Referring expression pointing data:
####
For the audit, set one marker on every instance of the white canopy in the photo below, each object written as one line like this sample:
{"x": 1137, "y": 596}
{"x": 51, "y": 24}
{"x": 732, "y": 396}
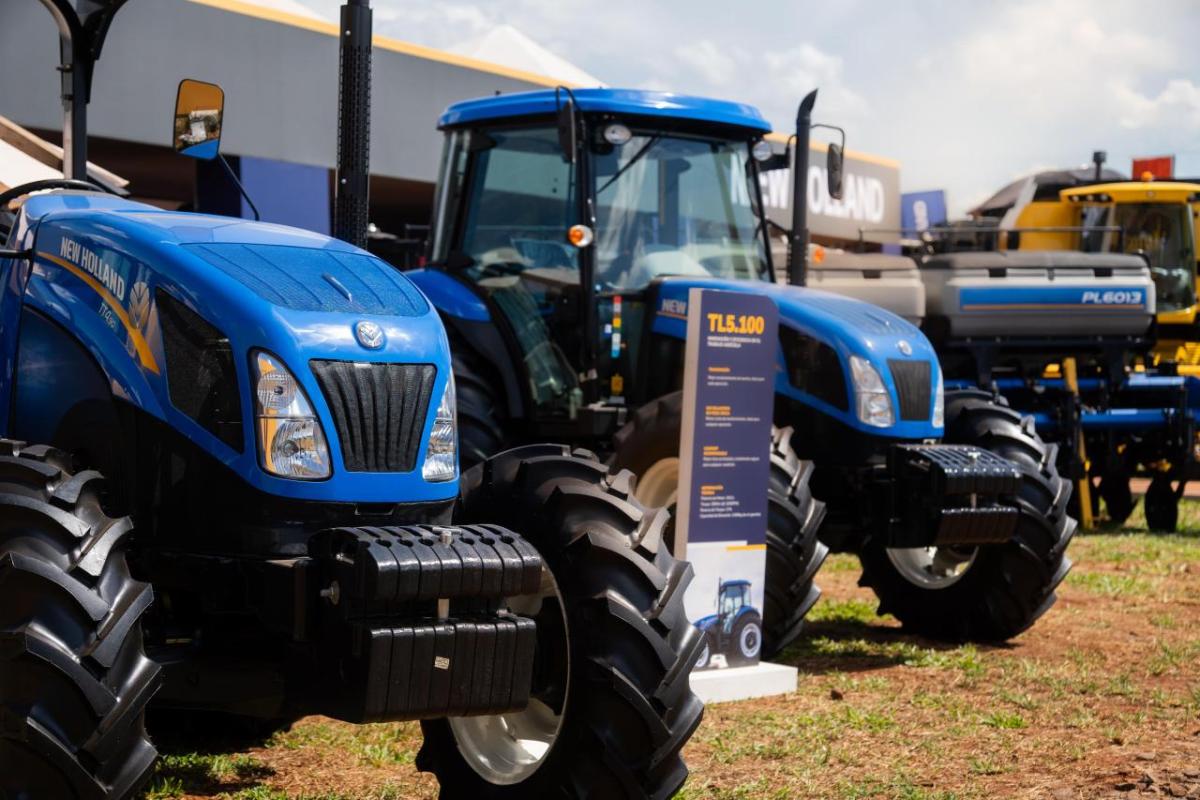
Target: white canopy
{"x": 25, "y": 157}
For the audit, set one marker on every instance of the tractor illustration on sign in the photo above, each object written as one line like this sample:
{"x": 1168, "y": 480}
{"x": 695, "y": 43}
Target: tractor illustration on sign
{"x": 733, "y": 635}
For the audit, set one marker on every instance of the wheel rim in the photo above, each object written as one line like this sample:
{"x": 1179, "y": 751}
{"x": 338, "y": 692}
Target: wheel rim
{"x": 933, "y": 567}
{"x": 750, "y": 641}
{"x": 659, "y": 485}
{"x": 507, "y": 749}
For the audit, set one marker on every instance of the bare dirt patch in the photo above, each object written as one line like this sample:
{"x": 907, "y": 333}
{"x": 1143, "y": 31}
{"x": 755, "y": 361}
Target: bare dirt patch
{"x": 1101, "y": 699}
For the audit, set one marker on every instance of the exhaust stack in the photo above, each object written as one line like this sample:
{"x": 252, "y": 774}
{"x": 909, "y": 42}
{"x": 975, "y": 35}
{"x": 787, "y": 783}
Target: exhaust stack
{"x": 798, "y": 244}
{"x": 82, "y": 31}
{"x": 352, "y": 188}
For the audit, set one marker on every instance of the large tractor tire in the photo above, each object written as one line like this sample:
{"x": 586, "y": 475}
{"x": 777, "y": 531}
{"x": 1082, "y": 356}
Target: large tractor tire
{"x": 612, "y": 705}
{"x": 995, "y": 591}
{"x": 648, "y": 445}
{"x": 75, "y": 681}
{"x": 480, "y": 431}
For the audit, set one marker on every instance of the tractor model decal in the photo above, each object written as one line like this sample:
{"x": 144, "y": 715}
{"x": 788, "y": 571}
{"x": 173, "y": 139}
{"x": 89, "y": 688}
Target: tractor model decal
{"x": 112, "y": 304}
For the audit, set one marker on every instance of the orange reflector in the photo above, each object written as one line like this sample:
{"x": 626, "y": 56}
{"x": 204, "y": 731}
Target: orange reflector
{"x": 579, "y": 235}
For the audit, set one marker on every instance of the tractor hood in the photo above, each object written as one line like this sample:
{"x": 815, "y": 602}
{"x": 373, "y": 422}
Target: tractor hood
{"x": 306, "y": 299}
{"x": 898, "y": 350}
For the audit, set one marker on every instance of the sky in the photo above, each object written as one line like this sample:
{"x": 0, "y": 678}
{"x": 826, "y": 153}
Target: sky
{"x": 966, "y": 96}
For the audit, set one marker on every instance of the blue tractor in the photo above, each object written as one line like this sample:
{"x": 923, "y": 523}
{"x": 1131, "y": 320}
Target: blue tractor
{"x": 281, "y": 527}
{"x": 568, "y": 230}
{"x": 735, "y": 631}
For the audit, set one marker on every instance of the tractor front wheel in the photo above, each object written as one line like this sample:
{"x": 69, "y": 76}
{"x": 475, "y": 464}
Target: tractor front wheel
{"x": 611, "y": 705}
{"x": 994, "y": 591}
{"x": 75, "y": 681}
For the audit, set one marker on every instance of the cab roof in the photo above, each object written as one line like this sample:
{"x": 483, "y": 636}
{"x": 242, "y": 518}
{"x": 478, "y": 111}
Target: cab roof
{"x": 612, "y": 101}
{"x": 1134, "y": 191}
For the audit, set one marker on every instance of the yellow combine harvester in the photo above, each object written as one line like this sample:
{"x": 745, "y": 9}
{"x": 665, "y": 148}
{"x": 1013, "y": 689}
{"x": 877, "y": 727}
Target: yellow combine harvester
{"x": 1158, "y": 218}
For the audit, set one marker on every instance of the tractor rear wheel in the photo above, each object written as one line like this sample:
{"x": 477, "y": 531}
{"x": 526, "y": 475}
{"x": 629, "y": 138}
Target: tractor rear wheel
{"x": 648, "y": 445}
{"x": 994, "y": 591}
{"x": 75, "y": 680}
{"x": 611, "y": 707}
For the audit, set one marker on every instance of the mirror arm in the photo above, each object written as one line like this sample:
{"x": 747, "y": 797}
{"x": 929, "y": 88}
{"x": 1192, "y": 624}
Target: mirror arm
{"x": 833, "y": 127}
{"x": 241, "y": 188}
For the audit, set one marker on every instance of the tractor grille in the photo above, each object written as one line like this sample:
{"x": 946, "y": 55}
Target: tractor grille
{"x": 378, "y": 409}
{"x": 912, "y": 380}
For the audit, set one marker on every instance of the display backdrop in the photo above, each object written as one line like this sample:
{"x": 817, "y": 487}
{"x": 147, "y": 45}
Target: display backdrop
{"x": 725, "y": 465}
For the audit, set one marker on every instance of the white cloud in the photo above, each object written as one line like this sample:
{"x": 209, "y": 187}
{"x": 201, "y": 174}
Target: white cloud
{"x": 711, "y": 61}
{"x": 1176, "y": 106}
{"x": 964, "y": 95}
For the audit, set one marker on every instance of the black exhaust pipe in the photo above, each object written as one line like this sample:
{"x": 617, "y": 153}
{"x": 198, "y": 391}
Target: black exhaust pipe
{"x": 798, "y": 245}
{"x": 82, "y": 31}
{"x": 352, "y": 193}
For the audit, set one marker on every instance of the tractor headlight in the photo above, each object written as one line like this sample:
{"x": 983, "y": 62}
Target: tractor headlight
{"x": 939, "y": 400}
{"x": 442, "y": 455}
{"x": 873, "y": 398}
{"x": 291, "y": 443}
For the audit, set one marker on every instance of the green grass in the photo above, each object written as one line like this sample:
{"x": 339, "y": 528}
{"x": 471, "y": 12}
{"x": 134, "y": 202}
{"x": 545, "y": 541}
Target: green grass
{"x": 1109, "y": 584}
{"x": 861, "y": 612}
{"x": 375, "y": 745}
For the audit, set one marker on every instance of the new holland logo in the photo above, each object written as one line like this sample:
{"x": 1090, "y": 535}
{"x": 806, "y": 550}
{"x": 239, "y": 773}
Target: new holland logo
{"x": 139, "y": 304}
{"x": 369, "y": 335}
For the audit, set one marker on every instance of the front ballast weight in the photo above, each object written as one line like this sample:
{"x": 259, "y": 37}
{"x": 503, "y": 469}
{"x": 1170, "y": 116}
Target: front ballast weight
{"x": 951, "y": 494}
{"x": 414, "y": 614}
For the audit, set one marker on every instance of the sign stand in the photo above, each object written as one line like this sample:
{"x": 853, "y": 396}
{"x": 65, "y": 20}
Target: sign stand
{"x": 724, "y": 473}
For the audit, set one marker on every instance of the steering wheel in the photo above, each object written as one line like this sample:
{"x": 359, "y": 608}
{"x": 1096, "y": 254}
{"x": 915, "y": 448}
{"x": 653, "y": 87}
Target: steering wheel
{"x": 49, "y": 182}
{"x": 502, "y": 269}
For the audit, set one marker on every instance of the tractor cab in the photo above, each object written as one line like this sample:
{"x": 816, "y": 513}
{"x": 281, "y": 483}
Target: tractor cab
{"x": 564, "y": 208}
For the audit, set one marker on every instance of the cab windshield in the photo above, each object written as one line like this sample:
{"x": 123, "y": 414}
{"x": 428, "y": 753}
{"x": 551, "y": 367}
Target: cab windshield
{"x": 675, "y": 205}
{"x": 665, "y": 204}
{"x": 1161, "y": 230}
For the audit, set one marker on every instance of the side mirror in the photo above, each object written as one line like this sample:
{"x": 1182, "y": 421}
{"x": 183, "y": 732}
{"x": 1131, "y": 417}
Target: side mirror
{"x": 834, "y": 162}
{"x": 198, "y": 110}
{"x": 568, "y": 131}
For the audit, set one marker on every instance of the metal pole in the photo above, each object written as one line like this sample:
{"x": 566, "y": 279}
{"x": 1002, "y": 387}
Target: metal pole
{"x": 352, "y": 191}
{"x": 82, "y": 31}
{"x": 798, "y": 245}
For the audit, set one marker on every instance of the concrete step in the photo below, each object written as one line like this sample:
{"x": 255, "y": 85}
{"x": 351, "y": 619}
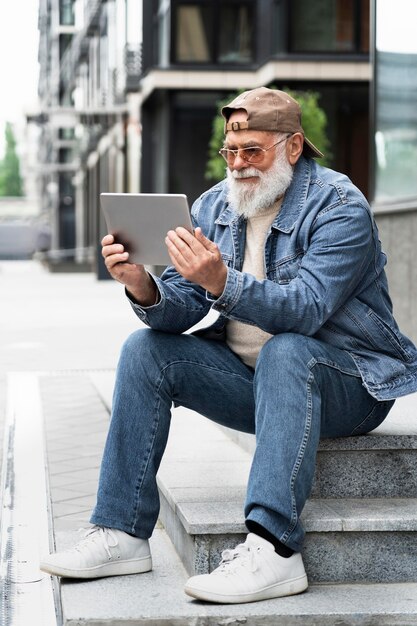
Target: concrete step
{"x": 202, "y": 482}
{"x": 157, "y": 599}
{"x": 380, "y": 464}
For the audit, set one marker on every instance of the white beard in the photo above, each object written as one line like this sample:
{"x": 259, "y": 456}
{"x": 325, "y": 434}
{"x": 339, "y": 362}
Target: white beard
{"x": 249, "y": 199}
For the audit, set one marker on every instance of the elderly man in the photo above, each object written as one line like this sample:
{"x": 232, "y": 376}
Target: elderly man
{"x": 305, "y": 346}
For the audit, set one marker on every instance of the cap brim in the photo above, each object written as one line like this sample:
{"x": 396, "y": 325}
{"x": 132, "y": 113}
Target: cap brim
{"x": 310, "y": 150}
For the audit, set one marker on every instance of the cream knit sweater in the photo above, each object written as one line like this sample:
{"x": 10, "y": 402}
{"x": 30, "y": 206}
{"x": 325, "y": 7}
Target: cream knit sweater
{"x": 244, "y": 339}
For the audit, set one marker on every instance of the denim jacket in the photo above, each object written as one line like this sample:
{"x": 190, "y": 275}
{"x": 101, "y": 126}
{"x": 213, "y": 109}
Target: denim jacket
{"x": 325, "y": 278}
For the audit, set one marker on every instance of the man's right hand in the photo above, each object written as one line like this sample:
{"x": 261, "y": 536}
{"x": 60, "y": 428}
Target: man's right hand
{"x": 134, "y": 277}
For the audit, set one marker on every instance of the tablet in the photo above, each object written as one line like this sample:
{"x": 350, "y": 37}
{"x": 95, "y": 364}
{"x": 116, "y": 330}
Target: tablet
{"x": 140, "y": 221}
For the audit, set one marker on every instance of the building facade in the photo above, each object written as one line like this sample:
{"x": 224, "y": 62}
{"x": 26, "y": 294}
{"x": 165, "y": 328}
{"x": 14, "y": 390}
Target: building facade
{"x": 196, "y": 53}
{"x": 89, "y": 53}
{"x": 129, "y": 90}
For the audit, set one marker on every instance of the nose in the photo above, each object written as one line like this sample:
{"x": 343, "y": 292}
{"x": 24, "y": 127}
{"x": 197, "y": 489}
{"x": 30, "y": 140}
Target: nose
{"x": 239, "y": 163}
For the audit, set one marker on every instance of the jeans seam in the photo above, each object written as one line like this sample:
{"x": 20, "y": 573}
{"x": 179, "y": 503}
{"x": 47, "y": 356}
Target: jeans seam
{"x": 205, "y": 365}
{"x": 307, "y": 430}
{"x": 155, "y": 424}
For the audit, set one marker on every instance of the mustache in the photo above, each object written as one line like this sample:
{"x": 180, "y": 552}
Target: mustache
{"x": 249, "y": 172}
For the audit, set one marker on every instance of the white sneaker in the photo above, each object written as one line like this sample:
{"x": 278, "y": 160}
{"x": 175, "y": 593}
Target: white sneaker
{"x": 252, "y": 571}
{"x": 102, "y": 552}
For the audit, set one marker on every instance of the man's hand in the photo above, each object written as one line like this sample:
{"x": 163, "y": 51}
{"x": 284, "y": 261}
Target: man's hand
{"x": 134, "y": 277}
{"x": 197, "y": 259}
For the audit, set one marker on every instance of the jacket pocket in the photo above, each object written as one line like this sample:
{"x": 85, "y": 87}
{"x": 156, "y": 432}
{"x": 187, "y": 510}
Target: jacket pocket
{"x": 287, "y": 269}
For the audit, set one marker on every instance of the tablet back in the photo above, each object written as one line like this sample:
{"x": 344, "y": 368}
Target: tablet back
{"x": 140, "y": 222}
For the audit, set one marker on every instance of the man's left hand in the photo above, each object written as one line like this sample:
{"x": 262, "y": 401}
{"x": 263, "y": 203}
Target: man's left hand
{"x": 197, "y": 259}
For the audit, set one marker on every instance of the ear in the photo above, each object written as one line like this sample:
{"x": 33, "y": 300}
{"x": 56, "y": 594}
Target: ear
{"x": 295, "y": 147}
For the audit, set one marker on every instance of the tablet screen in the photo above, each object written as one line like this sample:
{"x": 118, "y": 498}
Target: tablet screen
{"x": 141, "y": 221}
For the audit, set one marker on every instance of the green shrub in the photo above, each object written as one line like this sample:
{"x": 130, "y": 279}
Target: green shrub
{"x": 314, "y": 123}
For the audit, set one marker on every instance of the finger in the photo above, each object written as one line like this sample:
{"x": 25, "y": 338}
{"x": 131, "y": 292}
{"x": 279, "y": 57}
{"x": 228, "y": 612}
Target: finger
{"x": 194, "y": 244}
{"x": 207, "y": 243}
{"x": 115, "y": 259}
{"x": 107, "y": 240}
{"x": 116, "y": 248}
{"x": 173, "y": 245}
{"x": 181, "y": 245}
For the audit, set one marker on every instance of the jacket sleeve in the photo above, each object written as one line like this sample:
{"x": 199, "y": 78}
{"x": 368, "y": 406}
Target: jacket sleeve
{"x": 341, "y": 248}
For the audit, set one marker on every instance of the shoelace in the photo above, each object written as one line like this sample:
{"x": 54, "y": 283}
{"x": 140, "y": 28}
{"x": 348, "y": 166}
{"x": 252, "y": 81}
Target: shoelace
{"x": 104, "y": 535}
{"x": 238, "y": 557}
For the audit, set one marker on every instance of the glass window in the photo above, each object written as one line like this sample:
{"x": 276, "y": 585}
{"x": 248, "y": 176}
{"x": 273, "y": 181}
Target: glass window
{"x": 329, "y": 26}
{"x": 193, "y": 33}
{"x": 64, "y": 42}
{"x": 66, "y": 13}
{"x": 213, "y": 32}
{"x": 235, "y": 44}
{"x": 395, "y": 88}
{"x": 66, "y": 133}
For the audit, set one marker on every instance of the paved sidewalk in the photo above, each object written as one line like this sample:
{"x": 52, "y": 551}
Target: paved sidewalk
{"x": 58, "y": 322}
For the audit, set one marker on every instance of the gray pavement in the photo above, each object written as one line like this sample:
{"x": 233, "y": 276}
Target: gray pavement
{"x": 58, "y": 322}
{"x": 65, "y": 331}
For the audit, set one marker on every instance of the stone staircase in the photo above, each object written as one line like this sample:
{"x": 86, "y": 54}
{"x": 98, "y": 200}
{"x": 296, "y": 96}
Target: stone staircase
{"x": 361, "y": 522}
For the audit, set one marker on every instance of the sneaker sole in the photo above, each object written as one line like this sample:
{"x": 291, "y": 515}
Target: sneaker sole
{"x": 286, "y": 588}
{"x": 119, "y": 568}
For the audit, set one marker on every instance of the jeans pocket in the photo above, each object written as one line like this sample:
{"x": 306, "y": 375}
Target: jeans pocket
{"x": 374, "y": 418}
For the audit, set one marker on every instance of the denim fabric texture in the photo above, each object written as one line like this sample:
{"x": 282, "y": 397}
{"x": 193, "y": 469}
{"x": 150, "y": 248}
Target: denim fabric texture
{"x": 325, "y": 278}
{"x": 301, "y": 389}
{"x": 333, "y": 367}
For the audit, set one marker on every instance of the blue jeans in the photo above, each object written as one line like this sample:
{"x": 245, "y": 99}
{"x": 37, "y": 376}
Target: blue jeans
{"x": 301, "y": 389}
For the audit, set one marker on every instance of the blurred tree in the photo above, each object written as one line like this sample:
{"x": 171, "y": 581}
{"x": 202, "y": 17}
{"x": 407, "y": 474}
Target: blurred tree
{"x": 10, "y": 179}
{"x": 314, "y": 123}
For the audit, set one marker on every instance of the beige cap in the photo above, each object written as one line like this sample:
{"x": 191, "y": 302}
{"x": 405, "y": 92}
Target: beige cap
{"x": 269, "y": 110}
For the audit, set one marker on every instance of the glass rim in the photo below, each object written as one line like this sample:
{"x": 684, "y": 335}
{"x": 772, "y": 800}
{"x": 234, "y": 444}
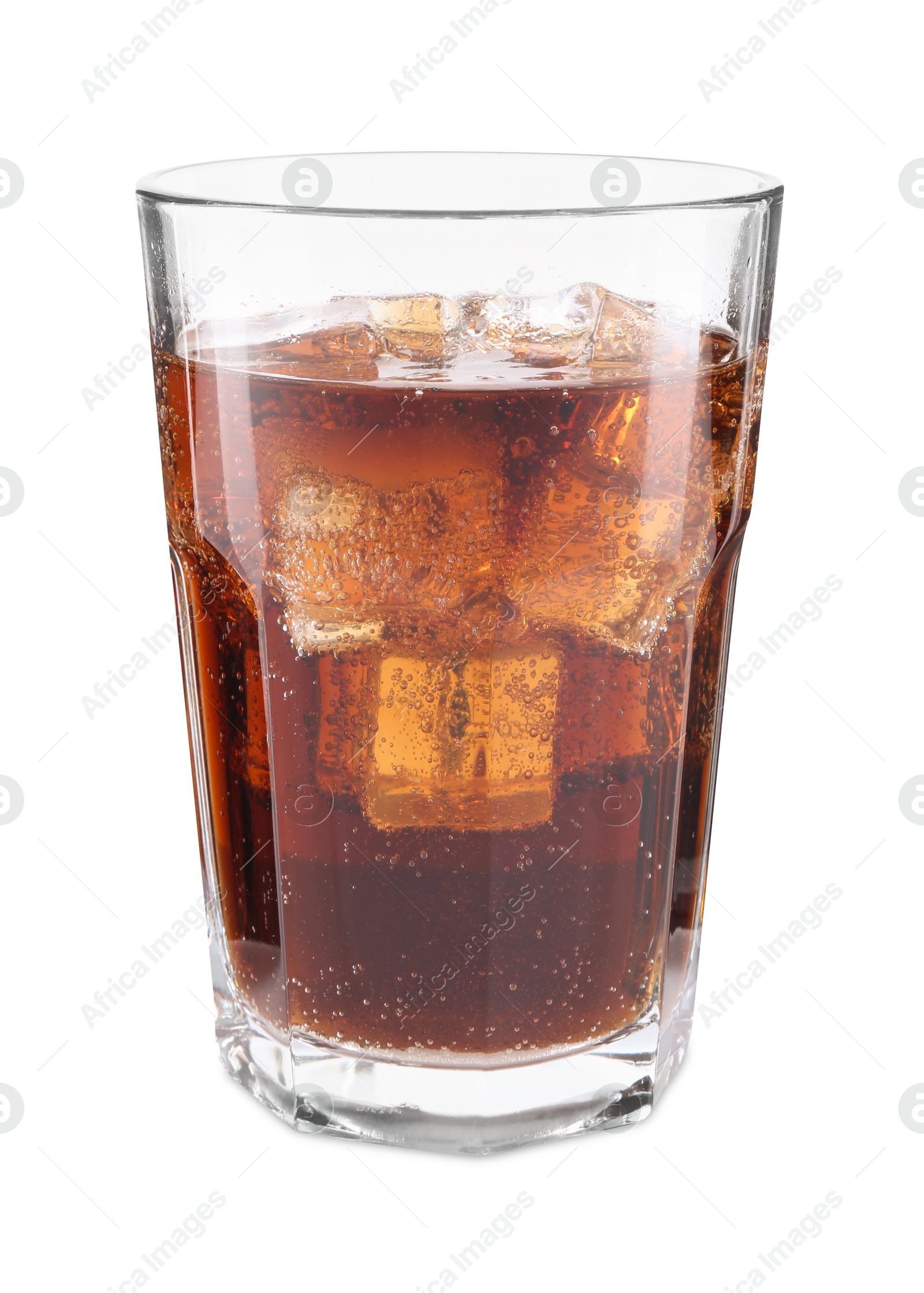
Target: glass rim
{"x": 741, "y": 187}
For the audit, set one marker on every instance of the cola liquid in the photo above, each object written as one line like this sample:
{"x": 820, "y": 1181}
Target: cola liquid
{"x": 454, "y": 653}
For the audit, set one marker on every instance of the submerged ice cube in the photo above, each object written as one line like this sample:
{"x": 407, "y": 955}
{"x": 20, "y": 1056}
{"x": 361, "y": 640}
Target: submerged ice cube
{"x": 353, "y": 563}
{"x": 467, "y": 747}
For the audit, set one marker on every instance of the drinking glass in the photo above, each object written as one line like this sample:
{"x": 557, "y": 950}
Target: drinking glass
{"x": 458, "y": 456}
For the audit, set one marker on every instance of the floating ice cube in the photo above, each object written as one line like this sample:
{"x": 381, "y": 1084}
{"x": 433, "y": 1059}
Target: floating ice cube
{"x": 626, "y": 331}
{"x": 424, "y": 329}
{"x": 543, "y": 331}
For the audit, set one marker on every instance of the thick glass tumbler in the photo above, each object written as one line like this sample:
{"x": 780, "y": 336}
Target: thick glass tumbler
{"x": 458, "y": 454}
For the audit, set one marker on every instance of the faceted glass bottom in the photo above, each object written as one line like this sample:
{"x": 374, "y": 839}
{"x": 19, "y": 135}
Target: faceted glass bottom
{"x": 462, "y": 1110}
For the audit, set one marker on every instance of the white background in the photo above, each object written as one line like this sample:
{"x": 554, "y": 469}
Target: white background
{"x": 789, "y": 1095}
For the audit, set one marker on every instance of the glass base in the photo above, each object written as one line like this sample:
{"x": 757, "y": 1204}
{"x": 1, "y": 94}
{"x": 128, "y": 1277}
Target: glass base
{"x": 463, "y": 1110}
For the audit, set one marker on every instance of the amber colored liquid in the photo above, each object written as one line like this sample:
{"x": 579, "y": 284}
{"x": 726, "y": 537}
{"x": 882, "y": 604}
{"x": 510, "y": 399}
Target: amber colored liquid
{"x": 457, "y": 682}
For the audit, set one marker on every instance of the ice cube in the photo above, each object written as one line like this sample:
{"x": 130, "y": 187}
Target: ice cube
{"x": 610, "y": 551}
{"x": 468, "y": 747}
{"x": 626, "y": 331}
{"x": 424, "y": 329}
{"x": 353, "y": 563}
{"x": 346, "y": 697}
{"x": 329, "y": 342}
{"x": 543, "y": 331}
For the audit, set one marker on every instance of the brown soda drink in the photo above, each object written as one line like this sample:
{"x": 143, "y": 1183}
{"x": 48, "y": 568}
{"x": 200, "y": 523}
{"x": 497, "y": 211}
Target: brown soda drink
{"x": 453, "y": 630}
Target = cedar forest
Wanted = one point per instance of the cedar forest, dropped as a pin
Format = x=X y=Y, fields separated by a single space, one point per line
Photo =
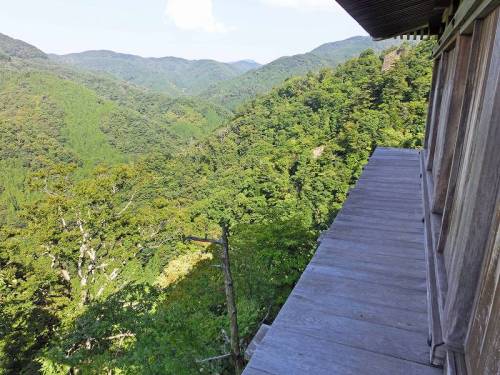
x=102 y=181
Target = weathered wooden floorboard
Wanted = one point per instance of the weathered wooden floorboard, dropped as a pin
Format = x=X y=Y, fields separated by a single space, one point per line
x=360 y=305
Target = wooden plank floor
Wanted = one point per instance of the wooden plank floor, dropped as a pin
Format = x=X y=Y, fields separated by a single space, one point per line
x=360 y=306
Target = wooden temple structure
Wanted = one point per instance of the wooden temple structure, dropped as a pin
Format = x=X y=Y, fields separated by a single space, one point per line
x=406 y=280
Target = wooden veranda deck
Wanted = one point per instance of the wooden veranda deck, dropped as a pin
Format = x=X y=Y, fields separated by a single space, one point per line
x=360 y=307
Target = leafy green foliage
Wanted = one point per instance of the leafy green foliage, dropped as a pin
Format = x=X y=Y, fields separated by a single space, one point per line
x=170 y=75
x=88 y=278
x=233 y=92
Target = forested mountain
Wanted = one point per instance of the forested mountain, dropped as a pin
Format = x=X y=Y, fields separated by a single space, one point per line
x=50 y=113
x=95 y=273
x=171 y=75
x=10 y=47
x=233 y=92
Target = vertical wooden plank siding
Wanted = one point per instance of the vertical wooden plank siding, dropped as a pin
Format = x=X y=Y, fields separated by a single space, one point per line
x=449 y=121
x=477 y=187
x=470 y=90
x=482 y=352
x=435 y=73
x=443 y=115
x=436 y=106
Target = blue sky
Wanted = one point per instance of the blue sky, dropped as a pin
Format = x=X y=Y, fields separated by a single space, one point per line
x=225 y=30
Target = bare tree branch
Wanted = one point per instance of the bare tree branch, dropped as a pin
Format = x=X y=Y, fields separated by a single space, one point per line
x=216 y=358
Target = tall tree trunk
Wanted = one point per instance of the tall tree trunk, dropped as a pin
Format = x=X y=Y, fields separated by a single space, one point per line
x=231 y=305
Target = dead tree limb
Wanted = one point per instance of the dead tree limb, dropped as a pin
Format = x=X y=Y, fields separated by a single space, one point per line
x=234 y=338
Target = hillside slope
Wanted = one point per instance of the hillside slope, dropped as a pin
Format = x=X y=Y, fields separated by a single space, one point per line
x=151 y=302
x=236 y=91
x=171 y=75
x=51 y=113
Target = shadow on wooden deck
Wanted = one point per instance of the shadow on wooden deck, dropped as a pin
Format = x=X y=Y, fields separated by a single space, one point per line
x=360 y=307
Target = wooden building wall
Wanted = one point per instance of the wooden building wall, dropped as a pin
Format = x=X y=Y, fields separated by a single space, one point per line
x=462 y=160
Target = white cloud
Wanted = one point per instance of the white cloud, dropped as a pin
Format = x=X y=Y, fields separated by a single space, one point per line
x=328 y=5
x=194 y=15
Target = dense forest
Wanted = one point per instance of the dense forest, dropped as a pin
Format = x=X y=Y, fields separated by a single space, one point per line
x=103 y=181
####
_What you should do:_ Reproduce exactly the lines above from the line with "the cap brim" to the line with "of the cream", including both, and add nothing.

_Output of the task:_
For the audit, set one marker on every instance of the cap brim in the photo above, each object written as one line like this sample:
{"x": 396, "y": 325}
{"x": 132, "y": 113}
Target: cap brim
{"x": 310, "y": 150}
For the audit, set one marker on every instance of the cream knit sweater in the photo above, each object written as one line like this sample:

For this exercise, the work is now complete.